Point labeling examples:
========
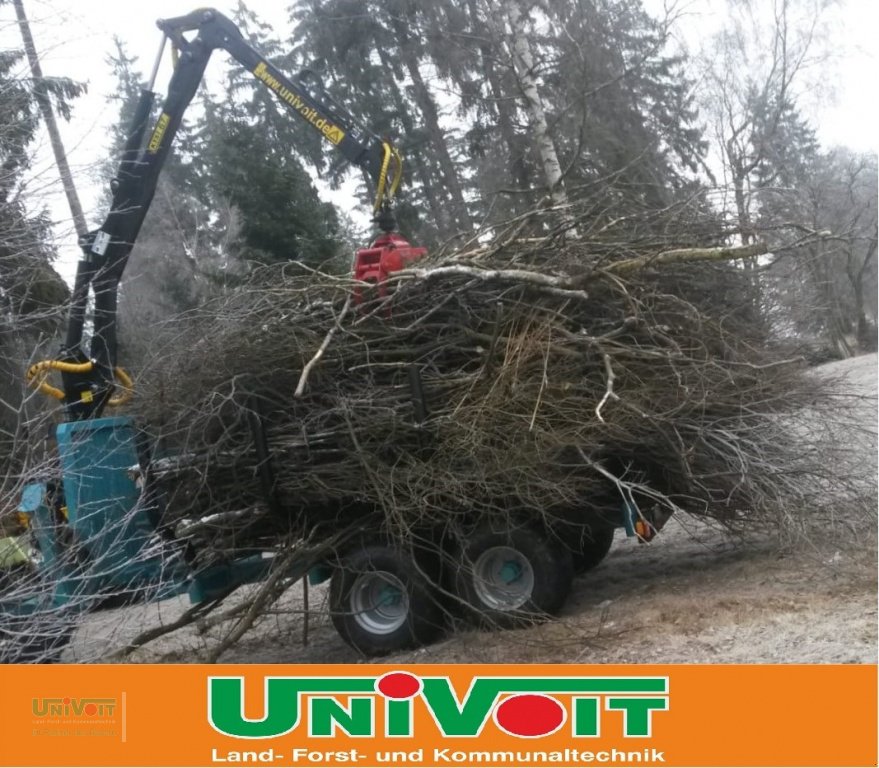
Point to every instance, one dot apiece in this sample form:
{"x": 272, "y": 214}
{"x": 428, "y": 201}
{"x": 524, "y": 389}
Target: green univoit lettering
{"x": 636, "y": 720}
{"x": 399, "y": 717}
{"x": 280, "y": 703}
{"x": 327, "y": 714}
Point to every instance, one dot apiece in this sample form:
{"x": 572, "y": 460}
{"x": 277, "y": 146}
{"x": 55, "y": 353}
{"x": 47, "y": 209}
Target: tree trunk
{"x": 518, "y": 167}
{"x": 523, "y": 63}
{"x": 51, "y": 125}
{"x": 439, "y": 213}
{"x": 425, "y": 102}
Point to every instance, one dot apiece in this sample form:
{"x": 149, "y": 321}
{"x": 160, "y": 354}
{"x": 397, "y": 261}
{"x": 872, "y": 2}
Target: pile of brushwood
{"x": 532, "y": 380}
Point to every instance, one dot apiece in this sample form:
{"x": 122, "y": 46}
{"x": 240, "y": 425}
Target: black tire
{"x": 513, "y": 578}
{"x": 364, "y": 591}
{"x": 594, "y": 546}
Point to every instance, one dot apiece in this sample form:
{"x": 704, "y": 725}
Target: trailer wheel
{"x": 381, "y": 602}
{"x": 513, "y": 578}
{"x": 594, "y": 546}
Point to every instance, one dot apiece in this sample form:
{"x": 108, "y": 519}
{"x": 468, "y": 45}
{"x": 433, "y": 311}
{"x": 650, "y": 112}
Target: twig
{"x": 609, "y": 393}
{"x": 303, "y": 379}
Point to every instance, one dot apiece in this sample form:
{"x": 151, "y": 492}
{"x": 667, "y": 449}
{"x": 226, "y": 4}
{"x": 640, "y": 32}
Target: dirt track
{"x": 693, "y": 595}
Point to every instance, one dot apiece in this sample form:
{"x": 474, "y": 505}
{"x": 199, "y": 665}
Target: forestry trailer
{"x": 381, "y": 599}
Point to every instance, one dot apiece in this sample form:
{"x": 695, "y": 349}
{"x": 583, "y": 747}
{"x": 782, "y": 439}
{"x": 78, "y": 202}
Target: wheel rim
{"x": 379, "y": 602}
{"x": 503, "y": 578}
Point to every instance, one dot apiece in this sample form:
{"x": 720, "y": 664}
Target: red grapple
{"x": 389, "y": 253}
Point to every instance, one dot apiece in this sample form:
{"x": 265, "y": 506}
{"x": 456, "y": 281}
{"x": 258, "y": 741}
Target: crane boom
{"x": 88, "y": 379}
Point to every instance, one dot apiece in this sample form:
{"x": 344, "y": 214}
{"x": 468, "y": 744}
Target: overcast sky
{"x": 75, "y": 38}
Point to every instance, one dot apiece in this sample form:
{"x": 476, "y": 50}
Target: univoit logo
{"x": 403, "y": 705}
{"x": 70, "y": 707}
========
__What needs to be done__:
All records should be output exactly, with the pictures left out.

__Answer to the exercise__:
Point to every instance, one dot apiece in this sample form:
{"x": 272, "y": 214}
{"x": 428, "y": 201}
{"x": 524, "y": 389}
Target: green univoit lettering
{"x": 636, "y": 720}
{"x": 399, "y": 717}
{"x": 280, "y": 703}
{"x": 327, "y": 714}
Point to every instance, one dot apiece in this sample form:
{"x": 572, "y": 460}
{"x": 277, "y": 146}
{"x": 55, "y": 353}
{"x": 47, "y": 209}
Target: tree trunk
{"x": 518, "y": 167}
{"x": 523, "y": 63}
{"x": 51, "y": 125}
{"x": 439, "y": 213}
{"x": 425, "y": 102}
Point to every instance, one dot apiece in this sample form:
{"x": 149, "y": 321}
{"x": 160, "y": 354}
{"x": 397, "y": 261}
{"x": 872, "y": 2}
Target: pile of brushwood
{"x": 532, "y": 380}
Point to every instance, one dot apiece in this sample form:
{"x": 122, "y": 46}
{"x": 240, "y": 425}
Target: black tire
{"x": 513, "y": 578}
{"x": 364, "y": 591}
{"x": 594, "y": 546}
Point to every instance, one dot apiece in this sample form:
{"x": 704, "y": 725}
Target: trailer wheel
{"x": 381, "y": 602}
{"x": 513, "y": 578}
{"x": 594, "y": 546}
Point to every instance, one dot apiece in this sample form:
{"x": 108, "y": 519}
{"x": 468, "y": 45}
{"x": 433, "y": 311}
{"x": 650, "y": 112}
Target: twig
{"x": 609, "y": 393}
{"x": 303, "y": 379}
Point to every instance, one dot apiece in this sample form:
{"x": 151, "y": 492}
{"x": 667, "y": 449}
{"x": 226, "y": 4}
{"x": 640, "y": 32}
Target: dirt track
{"x": 693, "y": 595}
Point to every instance, one dot apiece in this sample form:
{"x": 474, "y": 505}
{"x": 199, "y": 665}
Target: forestry trailer
{"x": 381, "y": 599}
Point to every instance, one dot apiece in this sample form:
{"x": 695, "y": 349}
{"x": 583, "y": 747}
{"x": 782, "y": 439}
{"x": 78, "y": 202}
Target: wheel rim
{"x": 379, "y": 602}
{"x": 503, "y": 578}
Point to every instance, one dot apiece in this sample form:
{"x": 720, "y": 664}
Target: red grapple
{"x": 389, "y": 253}
Point to every instance, one dot apiece in this sample form:
{"x": 265, "y": 506}
{"x": 456, "y": 281}
{"x": 258, "y": 741}
Target: crane boom
{"x": 88, "y": 379}
Point to every instance, one dot apiece in this sample form:
{"x": 344, "y": 214}
{"x": 468, "y": 744}
Target: overcast sky
{"x": 75, "y": 38}
Point to every instance, one dot apiece in this sample form:
{"x": 476, "y": 50}
Target: univoit logo
{"x": 403, "y": 705}
{"x": 70, "y": 707}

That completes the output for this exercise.